— Written exercise —
Continue the following risk-factor disclosure on semiconductor assembly, regional political instability, and intellectual property from its final sentence.

───── Given passage

We depend on third party subcontractors for assembly of our semiconductors which
reduces our control over the delivery, quantity, quality or cost of our
products.

     Substantially all of our products are assembled by one of two
subcontractors, both of which are located in Taiwan. Typically, we procure
services from these subcontractors on a purchase order basis. Their availability
to assemble our products could be adversely affected if either subcontractor
experiences financial difficulties or suffers any damage or destruction to its
facilities or any other disruption of its assembly capacity. Because we rely on
third party subcontractors for assembly of our products, we cannot directly
control product delivery schedules. We have experienced in the past, and may
experience in the future, product shortages or quality assurance problems that
could increase the cost of manufacturing or testing of our products. It is time
consuming and difficult to find and qualify alternative assemblers. If we are
forced to find substitute subcontractors, shipments of our products could be
delayed. Any problems associated with the delivery, quantity or cost of our
products could harm our business.

Political instability in the People's Republic of China or Taiwan could harm our
manufacturing and research and development capabilities and negatively impact
our product sales.

     We operate a facility and are in the process of expanding our research and
development operations in the People's Republic of China.  In addition, almost
all of our products are manufactured and assembled outside of the United States
at facilities operated by third parties in Taiwan.  The political and economic
conditions in the region, including the People's Republic of China's dispute
with Taiwan, may adversely impact our operations including manufacture and
assembly of our products and research and development efforts.  We cannot assure
you that restrictive laws or policies on the part of either the People's
Republic of China or the United States will not constrain our ability to operate
in both countries.  If we are required to relocate our facilities, our business
will be disrupted and our costs associated with research and development will
increase.

If our competitors use our intellectual property and proprietary rights, our
ability to compete would be impaired.

     Our success depends in part upon our rights in proprietary technology and
processes that we develop and license from, and to, others.  We rely on a
combination of patent, copyright, trademark and trade secret laws, as well as
confidentiality agreements with our employees, consultants and strategic
partners in order to protect proprietary technologies that use our products.  We
cannot assure you that these measures will provide meaningful protection for our
proprietary technologies and processes, and they do not prevent independent
third party development of competitive products.  In addition, it is difficult
to monitor unauthorized use of technology, particularly in foreign countries
where laws may not protect our proprietary rights as fully as in the United
States.

     We currently have patent applications pending in the United States, and we
may seek additional patents in the future.  Because the content of patent
applications in the United States is not publicly disclosed until the patent is
issued, applications may have been filed which relate to our products or
processes.  We cannot assure you that our current patent applications or any
future patent applications will result in a patent being issued with the scope
of the claims we seek, if at all, or whether any patents we have or may receive
will be challenged or invalidated.  The failure of any patents to provide
protection to our technology would make it easier for our competitors to offer
similar products.

──────────
───── Dataset extract

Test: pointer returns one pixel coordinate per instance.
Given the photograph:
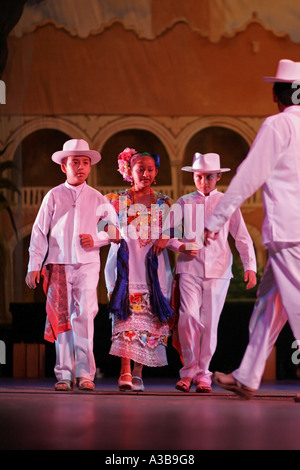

──────────

— Output for this exercise —
We may face intellectual property infringement claims that could be costly and
could result in the loss of proprietary rights which are necessary to our
business.

     Other parties may assert patent infringement claims against us, including
claims against technology that we license from others, and our products or
processes may infringe issued patents of others.  Litigation is common in the
semiconductor industry and any litigation could result in significant expense to
us.  Litigation would also divert the efforts of our technical and management
personnel, whether or not the litigation is determined in our favor.  Litigation
could also require us to develop non-infringing technology or enter into royalty
or license agreements.  These royalty or license agreements may not be available
on acceptable terms, including limitations on representations and warranties
regarding infringement and indemnification in the event of infringement claims.
Our failure or inability to develop non-infringing technology, license the
proprietary rights on a timely basis or receive appropriate protection on
licensed technology would harm our business.

                                       16
<PAGE>

Regulation of our customers' products may slow the process of introducing new
products and could impair our ability to compete.

     The Federal Communications Commission, or the FCC, has broad jurisdiction
over our target markets. Various international entities or organizations may
also regulate aspects of our business or the business of our customers.
Although our products are not directly subject to regulation by any agency, the
transmission pipes, as well as much of the equipment into which our products are
incorporated, are subject to direct government regulation.  For example, before
they can be sold in the United States, Internet appliances, broadband set-top
boxes and digital televisions must be tested and certified by Underwriters
Laboratories and meet FCC regulations.  Accordingly, the effects of regulation
on our customers or the industries in which our customers operate may, in turn,
harm our business.  FCC regulatory policies affecting the ability of cable
operators or telephone companies to offer certain services and other terms on
which these companies conduct their business may impede sales of our products.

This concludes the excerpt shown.